*** Opening of DATASET ENTRIES ***

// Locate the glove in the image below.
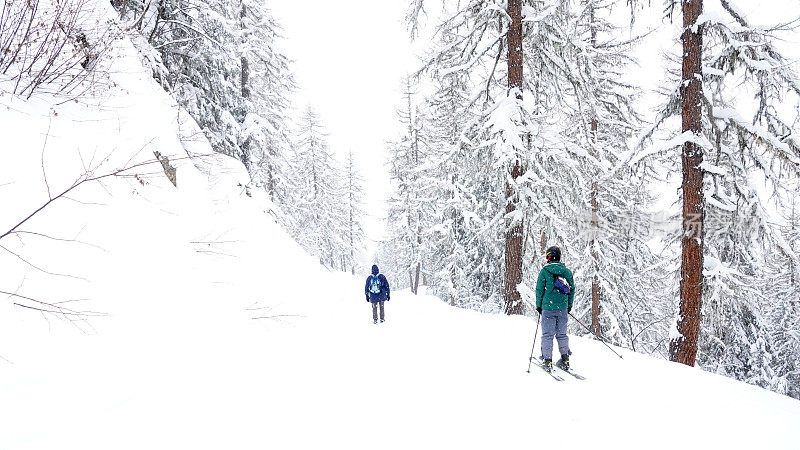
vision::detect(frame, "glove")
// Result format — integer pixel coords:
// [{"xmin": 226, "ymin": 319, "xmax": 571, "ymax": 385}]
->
[
  {"xmin": 366, "ymin": 296, "xmax": 370, "ymax": 303},
  {"xmin": 536, "ymin": 307, "xmax": 542, "ymax": 314},
  {"xmin": 387, "ymin": 295, "xmax": 390, "ymax": 301},
  {"xmin": 567, "ymin": 307, "xmax": 572, "ymax": 313}
]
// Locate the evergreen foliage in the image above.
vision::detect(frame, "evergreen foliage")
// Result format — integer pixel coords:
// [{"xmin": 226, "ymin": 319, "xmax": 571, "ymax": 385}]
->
[{"xmin": 401, "ymin": 0, "xmax": 800, "ymax": 396}]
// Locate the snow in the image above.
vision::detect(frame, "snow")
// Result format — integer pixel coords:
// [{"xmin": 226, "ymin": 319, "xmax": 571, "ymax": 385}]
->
[
  {"xmin": 2, "ymin": 3, "xmax": 800, "ymax": 450},
  {"xmin": 695, "ymin": 11, "xmax": 749, "ymax": 34},
  {"xmin": 628, "ymin": 131, "xmax": 712, "ymax": 166}
]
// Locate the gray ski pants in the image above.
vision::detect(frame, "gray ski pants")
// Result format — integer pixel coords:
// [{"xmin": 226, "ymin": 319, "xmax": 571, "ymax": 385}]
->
[
  {"xmin": 540, "ymin": 309, "xmax": 570, "ymax": 360},
  {"xmin": 372, "ymin": 301, "xmax": 385, "ymax": 322}
]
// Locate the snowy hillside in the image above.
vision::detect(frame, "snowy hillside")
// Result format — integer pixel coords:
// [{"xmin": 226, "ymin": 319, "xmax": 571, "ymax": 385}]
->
[{"xmin": 2, "ymin": 2, "xmax": 800, "ymax": 450}]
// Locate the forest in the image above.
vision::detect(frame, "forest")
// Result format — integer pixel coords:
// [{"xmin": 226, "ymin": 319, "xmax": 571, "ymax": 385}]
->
[{"xmin": 2, "ymin": 0, "xmax": 799, "ymax": 402}]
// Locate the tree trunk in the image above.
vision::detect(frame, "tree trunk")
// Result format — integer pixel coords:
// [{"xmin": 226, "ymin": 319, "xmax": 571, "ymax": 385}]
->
[
  {"xmin": 414, "ymin": 262, "xmax": 421, "ymax": 295},
  {"xmin": 266, "ymin": 164, "xmax": 274, "ymax": 202},
  {"xmin": 503, "ymin": 0, "xmax": 525, "ymax": 316},
  {"xmin": 240, "ymin": 4, "xmax": 250, "ymax": 100},
  {"xmin": 670, "ymin": 0, "xmax": 705, "ymax": 367},
  {"xmin": 540, "ymin": 230, "xmax": 546, "ymax": 253},
  {"xmin": 350, "ymin": 182, "xmax": 355, "ymax": 276},
  {"xmin": 791, "ymin": 196, "xmax": 796, "ymax": 287},
  {"xmin": 239, "ymin": 3, "xmax": 251, "ymax": 175},
  {"xmin": 241, "ymin": 56, "xmax": 250, "ymax": 99},
  {"xmin": 590, "ymin": 117, "xmax": 600, "ymax": 336},
  {"xmin": 589, "ymin": 5, "xmax": 601, "ymax": 336}
]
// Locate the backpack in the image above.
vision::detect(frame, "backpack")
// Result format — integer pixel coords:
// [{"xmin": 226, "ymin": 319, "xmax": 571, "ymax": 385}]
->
[
  {"xmin": 552, "ymin": 274, "xmax": 571, "ymax": 295},
  {"xmin": 545, "ymin": 267, "xmax": 571, "ymax": 295},
  {"xmin": 369, "ymin": 275, "xmax": 382, "ymax": 294}
]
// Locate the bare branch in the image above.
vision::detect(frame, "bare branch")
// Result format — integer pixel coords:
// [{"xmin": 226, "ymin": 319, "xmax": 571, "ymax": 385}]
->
[
  {"xmin": 0, "ymin": 153, "xmax": 213, "ymax": 244},
  {"xmin": 41, "ymin": 119, "xmax": 52, "ymax": 199},
  {"xmin": 10, "ymin": 230, "xmax": 105, "ymax": 250},
  {"xmin": 1, "ymin": 290, "xmax": 106, "ymax": 319},
  {"xmin": 0, "ymin": 244, "xmax": 87, "ymax": 281}
]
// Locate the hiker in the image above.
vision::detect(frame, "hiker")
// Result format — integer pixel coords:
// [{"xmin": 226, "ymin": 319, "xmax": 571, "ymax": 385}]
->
[
  {"xmin": 365, "ymin": 264, "xmax": 390, "ymax": 324},
  {"xmin": 535, "ymin": 246, "xmax": 575, "ymax": 373}
]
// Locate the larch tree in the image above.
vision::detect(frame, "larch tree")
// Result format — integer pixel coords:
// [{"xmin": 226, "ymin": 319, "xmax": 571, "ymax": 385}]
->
[
  {"xmin": 112, "ymin": 0, "xmax": 295, "ymax": 205},
  {"xmin": 670, "ymin": 0, "xmax": 705, "ymax": 367},
  {"xmin": 767, "ymin": 184, "xmax": 800, "ymax": 397},
  {"xmin": 384, "ymin": 80, "xmax": 431, "ymax": 293},
  {"xmin": 641, "ymin": 0, "xmax": 800, "ymax": 371},
  {"xmin": 407, "ymin": 0, "xmax": 542, "ymax": 315},
  {"xmin": 421, "ymin": 71, "xmax": 477, "ymax": 307},
  {"xmin": 503, "ymin": 0, "xmax": 525, "ymax": 315},
  {"xmin": 344, "ymin": 150, "xmax": 367, "ymax": 275},
  {"xmin": 291, "ymin": 107, "xmax": 348, "ymax": 269},
  {"xmin": 545, "ymin": 0, "xmax": 671, "ymax": 351}
]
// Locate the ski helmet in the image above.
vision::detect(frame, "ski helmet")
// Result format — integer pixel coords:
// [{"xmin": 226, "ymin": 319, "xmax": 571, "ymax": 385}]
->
[{"xmin": 545, "ymin": 246, "xmax": 561, "ymax": 262}]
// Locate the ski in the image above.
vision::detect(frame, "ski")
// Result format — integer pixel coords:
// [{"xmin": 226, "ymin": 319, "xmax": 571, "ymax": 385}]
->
[
  {"xmin": 531, "ymin": 358, "xmax": 563, "ymax": 381},
  {"xmin": 554, "ymin": 366, "xmax": 586, "ymax": 380}
]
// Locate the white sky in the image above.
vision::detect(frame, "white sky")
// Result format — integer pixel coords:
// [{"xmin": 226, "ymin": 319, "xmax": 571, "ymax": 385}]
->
[{"xmin": 270, "ymin": 1, "xmax": 421, "ymax": 263}]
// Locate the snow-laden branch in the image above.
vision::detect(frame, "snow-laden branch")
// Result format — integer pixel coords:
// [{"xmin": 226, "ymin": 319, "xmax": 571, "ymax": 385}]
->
[{"xmin": 628, "ymin": 131, "xmax": 712, "ymax": 167}]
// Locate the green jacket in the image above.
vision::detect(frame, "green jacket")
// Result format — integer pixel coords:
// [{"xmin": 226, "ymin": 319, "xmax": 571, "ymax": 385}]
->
[{"xmin": 535, "ymin": 262, "xmax": 575, "ymax": 311}]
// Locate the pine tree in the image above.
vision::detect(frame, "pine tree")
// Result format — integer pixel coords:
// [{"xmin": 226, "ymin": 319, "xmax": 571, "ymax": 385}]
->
[
  {"xmin": 291, "ymin": 107, "xmax": 348, "ymax": 269},
  {"xmin": 113, "ymin": 0, "xmax": 295, "ymax": 206},
  {"xmin": 767, "ymin": 186, "xmax": 800, "ymax": 398},
  {"xmin": 503, "ymin": 0, "xmax": 525, "ymax": 315},
  {"xmin": 669, "ymin": 0, "xmax": 705, "ymax": 367},
  {"xmin": 385, "ymin": 80, "xmax": 432, "ymax": 292},
  {"xmin": 554, "ymin": 1, "xmax": 670, "ymax": 350},
  {"xmin": 407, "ymin": 0, "xmax": 561, "ymax": 314},
  {"xmin": 344, "ymin": 150, "xmax": 367, "ymax": 275},
  {"xmin": 421, "ymin": 72, "xmax": 477, "ymax": 306},
  {"xmin": 642, "ymin": 1, "xmax": 800, "ymax": 375},
  {"xmin": 236, "ymin": 0, "xmax": 295, "ymax": 203}
]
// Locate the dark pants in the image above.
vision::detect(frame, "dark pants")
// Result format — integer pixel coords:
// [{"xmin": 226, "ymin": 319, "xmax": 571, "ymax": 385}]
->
[{"xmin": 372, "ymin": 301, "xmax": 385, "ymax": 322}]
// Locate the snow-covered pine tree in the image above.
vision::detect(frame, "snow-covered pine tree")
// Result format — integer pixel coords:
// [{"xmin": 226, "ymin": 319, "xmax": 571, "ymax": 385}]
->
[
  {"xmin": 145, "ymin": 1, "xmax": 244, "ymax": 159},
  {"xmin": 766, "ymin": 184, "xmax": 800, "ymax": 398},
  {"xmin": 236, "ymin": 0, "xmax": 296, "ymax": 204},
  {"xmin": 408, "ymin": 0, "xmax": 574, "ymax": 314},
  {"xmin": 695, "ymin": 2, "xmax": 800, "ymax": 383},
  {"xmin": 113, "ymin": 0, "xmax": 296, "ymax": 206},
  {"xmin": 420, "ymin": 72, "xmax": 480, "ymax": 307},
  {"xmin": 547, "ymin": 0, "xmax": 671, "ymax": 352},
  {"xmin": 384, "ymin": 80, "xmax": 432, "ymax": 293},
  {"xmin": 643, "ymin": 1, "xmax": 800, "ymax": 378},
  {"xmin": 406, "ymin": 3, "xmax": 507, "ymax": 310},
  {"xmin": 343, "ymin": 150, "xmax": 367, "ymax": 275},
  {"xmin": 291, "ymin": 107, "xmax": 349, "ymax": 270}
]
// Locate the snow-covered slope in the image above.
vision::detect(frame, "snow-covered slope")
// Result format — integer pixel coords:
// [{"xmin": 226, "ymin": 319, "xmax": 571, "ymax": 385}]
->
[{"xmin": 2, "ymin": 4, "xmax": 800, "ymax": 450}]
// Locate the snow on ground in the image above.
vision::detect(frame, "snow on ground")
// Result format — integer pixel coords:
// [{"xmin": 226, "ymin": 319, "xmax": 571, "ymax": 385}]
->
[{"xmin": 2, "ymin": 4, "xmax": 800, "ymax": 450}]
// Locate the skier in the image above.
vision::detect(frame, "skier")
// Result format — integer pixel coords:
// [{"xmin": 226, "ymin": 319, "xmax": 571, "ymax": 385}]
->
[
  {"xmin": 365, "ymin": 264, "xmax": 390, "ymax": 324},
  {"xmin": 535, "ymin": 246, "xmax": 575, "ymax": 373}
]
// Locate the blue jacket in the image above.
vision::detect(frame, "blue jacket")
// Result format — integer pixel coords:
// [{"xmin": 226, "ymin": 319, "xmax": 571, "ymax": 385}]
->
[{"xmin": 365, "ymin": 265, "xmax": 390, "ymax": 302}]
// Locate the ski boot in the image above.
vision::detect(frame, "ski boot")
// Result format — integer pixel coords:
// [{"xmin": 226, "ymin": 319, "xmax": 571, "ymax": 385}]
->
[
  {"xmin": 542, "ymin": 358, "xmax": 553, "ymax": 373},
  {"xmin": 380, "ymin": 319, "xmax": 385, "ymax": 323},
  {"xmin": 556, "ymin": 355, "xmax": 570, "ymax": 372}
]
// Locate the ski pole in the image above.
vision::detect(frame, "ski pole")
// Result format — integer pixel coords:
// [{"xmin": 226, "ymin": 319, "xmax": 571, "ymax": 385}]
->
[
  {"xmin": 526, "ymin": 312, "xmax": 542, "ymax": 373},
  {"xmin": 569, "ymin": 312, "xmax": 623, "ymax": 359}
]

*** Close of DATASET ENTRIES ***

WORK INSTRUCTIONS »
Repeat only the tail of the entries, exactly: the line containing "skier in the image above." and every line after it, to the end.

TASK OUTPUT »
// Locate the skier in the image above.
vision::detect(frame, "skier")
// Result format — integer pixel coords:
// [{"xmin": 226, "ymin": 319, "xmax": 571, "ymax": 385}]
->
[
  {"xmin": 365, "ymin": 264, "xmax": 390, "ymax": 324},
  {"xmin": 535, "ymin": 246, "xmax": 575, "ymax": 373}
]
// Locate the blue jacket in the image above.
vision::detect(frame, "blue jacket")
// Result format — integer pixel coords:
// [{"xmin": 226, "ymin": 319, "xmax": 571, "ymax": 385}]
->
[{"xmin": 365, "ymin": 265, "xmax": 390, "ymax": 302}]
// Locate the ski boot in the image above.
vision::detect(frame, "ski boot")
// Result format — integer pixel coords:
// [{"xmin": 226, "ymin": 319, "xmax": 571, "ymax": 385}]
->
[
  {"xmin": 542, "ymin": 358, "xmax": 553, "ymax": 373},
  {"xmin": 380, "ymin": 319, "xmax": 385, "ymax": 323},
  {"xmin": 556, "ymin": 355, "xmax": 570, "ymax": 372}
]
// Locate the ski pole in the image above.
vision::detect(frame, "ski pole")
// Result format — integer pixel coords:
// [{"xmin": 226, "ymin": 319, "xmax": 571, "ymax": 385}]
->
[
  {"xmin": 526, "ymin": 312, "xmax": 542, "ymax": 373},
  {"xmin": 569, "ymin": 312, "xmax": 623, "ymax": 359}
]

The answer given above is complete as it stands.